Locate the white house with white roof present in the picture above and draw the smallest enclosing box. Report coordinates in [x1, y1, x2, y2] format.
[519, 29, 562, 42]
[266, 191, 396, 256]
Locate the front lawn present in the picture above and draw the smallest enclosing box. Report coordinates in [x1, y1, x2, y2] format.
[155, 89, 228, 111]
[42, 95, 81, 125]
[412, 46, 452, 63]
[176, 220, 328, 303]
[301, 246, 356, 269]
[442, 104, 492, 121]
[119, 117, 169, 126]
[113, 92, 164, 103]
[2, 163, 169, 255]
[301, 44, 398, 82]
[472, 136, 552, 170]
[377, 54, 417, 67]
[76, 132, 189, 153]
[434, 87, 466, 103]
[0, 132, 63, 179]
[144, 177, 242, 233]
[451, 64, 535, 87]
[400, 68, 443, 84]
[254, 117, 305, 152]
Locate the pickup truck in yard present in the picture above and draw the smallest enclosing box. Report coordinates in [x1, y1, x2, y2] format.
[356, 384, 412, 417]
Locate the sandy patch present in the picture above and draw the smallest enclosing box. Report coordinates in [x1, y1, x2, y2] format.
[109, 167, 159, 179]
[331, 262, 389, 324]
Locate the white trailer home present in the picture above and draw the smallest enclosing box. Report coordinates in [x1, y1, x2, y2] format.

┄┄┄┄┄┄┄┄┄┄┄┄┄┄┄┄┄┄┄┄

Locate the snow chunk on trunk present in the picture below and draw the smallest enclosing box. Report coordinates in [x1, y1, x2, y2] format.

┄┄┄┄┄┄┄┄┄┄┄┄┄┄┄┄┄┄┄┄

All that is wanted is a faithful reproduction of the line above with "Locate the sandy", the line with "Locate the white trailer", and every line in between.

Locate the sandy patch present in the picture above and draw the smallest enclosing box. Report coordinates in [x1, y1, x2, y2] format.
[109, 167, 159, 179]
[331, 262, 389, 324]
Locate the white trailer home present in the picture above and draw the smallest enclosing box. Report coordinates in [x1, y1, x2, y2] format.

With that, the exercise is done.